§ **Directions**:
1. From the article on ministers' pandemic media interviews, echo the part from "As a crisis" to "people at home.".
2. According to the article on ministers' pandemic media interviews, what are interview requests called in broadcast jargon?

§ **Reading passage**:
BEGIN
As a crisis like no other sees horrific death tolls increase, the pandemic pulls focus on government communication strategies and the broad cycle of media interviews. A strategy requires media engagement, the public must be informed. There’s a time and a place – a platform – and no end to the interview bids as breakfast TV audiences swell with so many people at home.

Interview requests, or bids in broadcast jargon, are tentative until confirmed since there’s usually too many and there might be a better offer – or a better use of Minister’s time. Sometimes there’s a darn good reason not to accept and avoid the interview at all cost.

And it is a cost, because public information, clarity of messaging and, above all, the accuracy of data, is vital if a narrative is to be sustained. It can be a battle lost. It is always a judgement call.

The weeks become months, dozens of deaths become tens of thousands, and the media loves anniversaries as much as comparative totals. There are some headlines a government just can’t stomach.

The US faced the virus claiming more than the total number of Americans killed in Vietnam (now twice that number), whilst in the UK: Toll exceeds civilian lives lost in London blitz (as we passed VE Day 75 commemorations) – and on a trajectory towards 60,000 (total British civilians killed in WWII) by the 80th anniversary of The Battle of Britain. Or the number of UK healthcare workers: …more than the number of British soldiers killed in Iraq. Sobering markers all of them.

Whilst daily tolls are falling, the true scale may not be avoided with the adjustment of figures – which one eminent statistician has called “a number theatre” – as untested Covid-19 certified deaths add to the others that are consequential due to referrals and appointments missed.

Lies, dammed lies and… Statistics – every one of them a life – can be double-counted, time-lagged or even wrongly adjusted. But lies they are not.

From a UK perspective, news coverage is unrelenting. Daily news conferences are managed, calculated appearances: the data updated; the science teased out in consumable bites from professors and medics who are sure carrying the weight of the nation’s health, if not the story as they articulate it.

There’s that well-worn phrase of feeding the beast – never allow a gap in communication – to avoid a vacuum that’s only filled by speculation, or tirades of comment. So the evening briefings from No.10 are topped by the theatre of breakfast TV interviews. It’s a battalion of spokespeople that goes over the top.

ITV’s Good Morning Britain, with its arch anchor in residence, Piers Morgan has the care minister, Helen Whatley in his clutches. She has the task of explaining the oversight or lack of preparedness of the UK’s care sector, where deaths have risen exponentially. It’s a rough few minutes for anyone, but the minister can’t explain the headline figure of care workers lost. She isn’t helped by Morgan’s combative engagement as he exploits the opportunity, his questions becoming a typical rant.

Piers has a point. Surely the minister for care must know how many healthcare workers have died. Badly briefed …perhaps. But if there was just one answer needed for her Zoom interview, that was it. She repeats key messages (when she can get a word in). But thwarted in the angst, her incredulity forces an awkward expression. It’s a cruel snare – that doesn’t deserve the next question, “…why are you laughing minister?” 

Interviews are harder down-the-line. You must project through the digital wall. You don’t have the presence sat there remotely – and a rough ride can be hindered by the frame-freeze, a missed word or a misjudged pause.

A Minister of the Crown reduced to a quiver; in the circumstances and context it seems unfair. And yet she is put up a second time a week later. Like getting back on a horse to regain confidence.

Lambs to the slaughter. It is attritional, the line of ministers engaging when they may have thought better of it. An important audience, as every public portal is right now, but sometimes you have to decline. Preferably before it becomes a boycott of the network.

Politicians always come under fire when it comes to scrutiny. Better to lose one battle and keep your powder dry for the next.

If you don’t have an answer to a question demanded by a headline – when it’s your job to know it – then you don’t do the interview.
END
§ **Dataset excerpts**:
BEGIN
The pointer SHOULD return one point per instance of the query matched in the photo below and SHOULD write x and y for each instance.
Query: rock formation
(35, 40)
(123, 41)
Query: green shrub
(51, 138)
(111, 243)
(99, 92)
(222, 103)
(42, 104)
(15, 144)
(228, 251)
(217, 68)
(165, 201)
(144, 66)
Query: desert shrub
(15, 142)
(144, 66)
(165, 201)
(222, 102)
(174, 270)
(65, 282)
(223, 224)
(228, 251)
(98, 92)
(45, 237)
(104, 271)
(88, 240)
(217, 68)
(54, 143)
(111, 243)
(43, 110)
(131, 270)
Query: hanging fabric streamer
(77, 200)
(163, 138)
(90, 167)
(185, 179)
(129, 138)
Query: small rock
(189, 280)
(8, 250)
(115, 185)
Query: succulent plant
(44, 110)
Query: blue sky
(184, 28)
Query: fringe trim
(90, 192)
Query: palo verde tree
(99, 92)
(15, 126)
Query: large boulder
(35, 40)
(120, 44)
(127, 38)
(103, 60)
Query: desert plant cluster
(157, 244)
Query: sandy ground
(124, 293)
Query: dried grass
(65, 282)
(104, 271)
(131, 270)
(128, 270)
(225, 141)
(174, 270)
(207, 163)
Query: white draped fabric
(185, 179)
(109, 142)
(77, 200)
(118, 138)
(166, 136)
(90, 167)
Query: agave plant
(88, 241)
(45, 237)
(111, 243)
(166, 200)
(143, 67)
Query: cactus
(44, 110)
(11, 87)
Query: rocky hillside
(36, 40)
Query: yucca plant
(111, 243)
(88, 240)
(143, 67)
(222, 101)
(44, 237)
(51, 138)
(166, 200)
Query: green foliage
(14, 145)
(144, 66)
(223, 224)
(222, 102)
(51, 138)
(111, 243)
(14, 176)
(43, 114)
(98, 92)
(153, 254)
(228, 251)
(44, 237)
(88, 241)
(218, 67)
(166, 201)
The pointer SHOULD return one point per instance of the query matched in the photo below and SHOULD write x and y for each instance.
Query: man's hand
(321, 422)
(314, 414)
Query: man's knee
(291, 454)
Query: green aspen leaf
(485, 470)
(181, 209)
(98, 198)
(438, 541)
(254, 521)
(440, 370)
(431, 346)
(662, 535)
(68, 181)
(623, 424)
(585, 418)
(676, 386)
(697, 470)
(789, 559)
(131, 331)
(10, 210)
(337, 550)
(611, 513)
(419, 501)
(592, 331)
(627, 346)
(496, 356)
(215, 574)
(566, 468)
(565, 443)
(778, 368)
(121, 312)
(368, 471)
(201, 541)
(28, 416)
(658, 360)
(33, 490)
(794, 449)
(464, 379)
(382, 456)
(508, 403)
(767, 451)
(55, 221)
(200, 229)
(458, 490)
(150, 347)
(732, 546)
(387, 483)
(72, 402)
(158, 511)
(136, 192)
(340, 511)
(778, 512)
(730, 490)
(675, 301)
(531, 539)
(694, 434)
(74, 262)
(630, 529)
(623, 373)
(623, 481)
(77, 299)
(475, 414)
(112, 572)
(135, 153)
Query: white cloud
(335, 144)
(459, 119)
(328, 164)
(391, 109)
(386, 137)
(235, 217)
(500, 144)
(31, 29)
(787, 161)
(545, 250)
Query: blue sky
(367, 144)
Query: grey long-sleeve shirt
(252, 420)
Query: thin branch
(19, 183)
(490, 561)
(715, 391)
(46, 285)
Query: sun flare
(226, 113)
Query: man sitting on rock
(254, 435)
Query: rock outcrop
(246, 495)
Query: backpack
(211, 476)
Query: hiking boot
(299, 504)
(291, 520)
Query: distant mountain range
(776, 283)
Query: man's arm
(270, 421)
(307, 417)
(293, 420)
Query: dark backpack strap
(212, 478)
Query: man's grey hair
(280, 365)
END
§ **Results of the exercise**:
1.
As a crisis like no other sees horrific death tolls increase, the pandemic pulls focus on government communication strategies and the broad cycle of media interviews. A strategy requires media engagement, the public must be informed. There’s a time and a place – a platform – and no end to the interview bids as breakfast TV audiences swell with so many people at home.

2. They are called bids.